# learning about the shawnee indians



## AaronOnTheRoad (Jun 26, 2017)

Okay, every night i read up on the shawnee indians and their hunter gathering lifestyle they lived. I choice shawnee because the area i live in was their land and always will be. 

Now, i read up on the plants they used and the sacred medicine they used. I read shelters and clothing and so on. I want to live exactly like they did. I have a peace of land that i can do this on. 

I want to get into touch with my wild side. But i actually want to live like this. For people who live the huntergathering lifestyle. How would i get started doing this? All information is welcome.


----------



## AlwaysLost (Jun 26, 2017)

AaronOnTheRoad said:


> Okay, every night i read up on the shawnee indians and their hunter gathering lifestyle they lived. I choice shawnee because the area i live in was their land and always will be.
> 
> Now, i read up on the plants they used and the sacred medicine they used. I read shelters and clothing and so on. I want to live exactly like they did. I have a peace of land that i can do this on.
> 
> I want to get into touch with my wild side. But i actually want to live like this. For people who live the huntergathering lifestyle. How would i get started doing this? All information is welcome.



How big a piece of land are we talking about? Most modern hunter gathering groups I've heard about are nomadic. I'm pretty sure Neolithic hunter gathers followed the Buffalo or deer. Do you just want to live like them ie teepee, primitive fire etc of full on only eat off the land?

If its only a small patch I'm afraid your going to have to consider agriculture which can still be authentic. There are several crops Natives cultivated, maize, ragweed tobacco...


----------



## AaronOnTheRoad (Jun 26, 2017)

AlmostAlwaysLost said:


> How big a piece of land are we talking about? Most modern hunter gathering groups I've heard about are nomadic. I'm pretty sure Neolithic hunter gathers followed the Buffalo or deer. Do you just want to live like them ie teepee, primitive fire etc of full on only eat off the land?
> 
> If its only a small patch I'm afraid your going to have to consider agriculture which can still be authentic. There are several crops Natives cultivated, maize, ragweed tobacco...


It takes about hour and a half to walk the whole land. I want to live like this as long as possible. No teepee cause that's not what they used here. They used a igloo type shelters with bark.

As for growing things yes to this also. I want to grow sqacsh and corn and some other things.


----------



## AlwaysLost (Jun 26, 2017)

AaronOnTheRoad said:


> It takes about hour and a half to walk the whole land. I want to live like this as long as possible. No teepee cause that's not what they used here. They used a igloo type shelters with bark.

Referring expression pointing data:

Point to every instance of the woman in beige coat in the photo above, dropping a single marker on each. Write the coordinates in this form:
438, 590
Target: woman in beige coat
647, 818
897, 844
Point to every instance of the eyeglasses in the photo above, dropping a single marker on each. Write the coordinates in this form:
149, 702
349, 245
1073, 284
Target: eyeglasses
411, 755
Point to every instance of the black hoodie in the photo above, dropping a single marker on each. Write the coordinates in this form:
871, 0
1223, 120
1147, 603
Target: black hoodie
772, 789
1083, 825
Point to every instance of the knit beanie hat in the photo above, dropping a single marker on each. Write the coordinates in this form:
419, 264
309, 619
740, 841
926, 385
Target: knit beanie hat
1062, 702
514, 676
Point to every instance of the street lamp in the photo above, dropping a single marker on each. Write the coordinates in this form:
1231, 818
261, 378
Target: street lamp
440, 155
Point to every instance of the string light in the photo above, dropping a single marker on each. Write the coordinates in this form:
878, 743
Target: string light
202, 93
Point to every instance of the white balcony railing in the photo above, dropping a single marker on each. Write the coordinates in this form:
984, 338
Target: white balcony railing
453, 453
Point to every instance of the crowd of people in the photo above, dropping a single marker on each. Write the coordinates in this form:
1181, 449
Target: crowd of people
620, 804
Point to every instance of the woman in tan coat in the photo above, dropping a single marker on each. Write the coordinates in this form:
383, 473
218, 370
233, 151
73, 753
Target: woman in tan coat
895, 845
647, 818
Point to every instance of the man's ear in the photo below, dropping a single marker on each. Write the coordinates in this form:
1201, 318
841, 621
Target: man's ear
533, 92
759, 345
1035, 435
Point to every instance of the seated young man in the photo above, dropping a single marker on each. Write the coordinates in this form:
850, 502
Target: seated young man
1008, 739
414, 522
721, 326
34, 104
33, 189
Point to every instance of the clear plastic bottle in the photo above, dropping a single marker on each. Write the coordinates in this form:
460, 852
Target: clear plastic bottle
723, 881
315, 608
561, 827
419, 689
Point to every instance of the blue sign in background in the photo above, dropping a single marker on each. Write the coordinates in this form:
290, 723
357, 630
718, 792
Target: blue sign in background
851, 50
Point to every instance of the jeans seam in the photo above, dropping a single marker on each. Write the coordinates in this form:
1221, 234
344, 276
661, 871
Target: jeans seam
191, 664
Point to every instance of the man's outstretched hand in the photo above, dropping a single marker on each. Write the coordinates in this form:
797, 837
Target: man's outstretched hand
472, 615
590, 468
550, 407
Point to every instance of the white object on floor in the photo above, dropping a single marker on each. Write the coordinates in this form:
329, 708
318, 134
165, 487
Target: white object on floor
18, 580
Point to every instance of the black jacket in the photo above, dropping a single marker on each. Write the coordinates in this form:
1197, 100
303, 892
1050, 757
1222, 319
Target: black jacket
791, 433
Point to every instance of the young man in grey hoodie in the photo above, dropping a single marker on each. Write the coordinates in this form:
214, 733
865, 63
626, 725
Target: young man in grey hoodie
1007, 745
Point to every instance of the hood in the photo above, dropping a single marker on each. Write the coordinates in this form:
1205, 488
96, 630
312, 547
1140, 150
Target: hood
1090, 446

* _Work task 1_
In the forum thread about living like the Shawnee, what kind of shelter does the original poster say the Shawnee used in that area instead of teepees?
* _Work task 2_
Pick up the forum thread about living like the Shawnee where it stops and continue it.
The records come from a different source than the text.

* _Reply 1_
Igloo-type shelters made with bark.

* _Reply 2_
> 
> As for growing things yes to this also. I want to grow sqacsh and corn and some other things.


 
Yes no offense to the Pawnee on the Teepee thing. Anthropology class was 20 years ago lol.

It sounds like a wonderful idea man you should YouTube your experience s.

My best recommendation would be to get a good book Pawnee or Native archaeology and anthropology to get a better idea of their tool usage and everyday lives.

You could also find a Pawnee powwow that's open to the public. That would be a good place to get a taste for their medicine and magic.


----------



## AlwaysLost (Jun 26, 2017)

I'm kind of ashamed I don't know more having grown up in Shawnee Kansas lol


----------



## TheWindAndRain (Jun 26, 2017)

All I want my whole life is a small piece of land to live on. You are very lucky. I doubt I can achieve that until I am 40 due to debt.

But no you cannot hunt nomadically on a small piece of land, you may be able to survive on it though with some hunting bit it is not necessary. Look into the ovo lacto vegetarian diet.


----------



## AaronOnTheRoad (Jun 26, 2017)

AlmostAlwaysLost said:


> I'm kind of ashamed I don't know more having grown up in Shawnee Kansas lol


There are a few shawnee tribes. The east shawnee (Not even going to try to spell it) lived where i live now and so did the Iroquois who pushed shawnee away. The shawnee reservation in Oklahoma are in court now trying to get land back in Ohio. 

What's really interesting is that we have a sacred burial ground here in my town. The native American who takes care of it told me the men buried there are warriors they died battling the Cherokee and Chickasaw for hunting land. 

I know lots of things they used like wood types, teas, and food. The only big thing im really going to struggle with is getting money for things i need. I might cheat and use modern tools until i get a shelter set up.


----------



## QuietMouse94 (Jun 26, 2017)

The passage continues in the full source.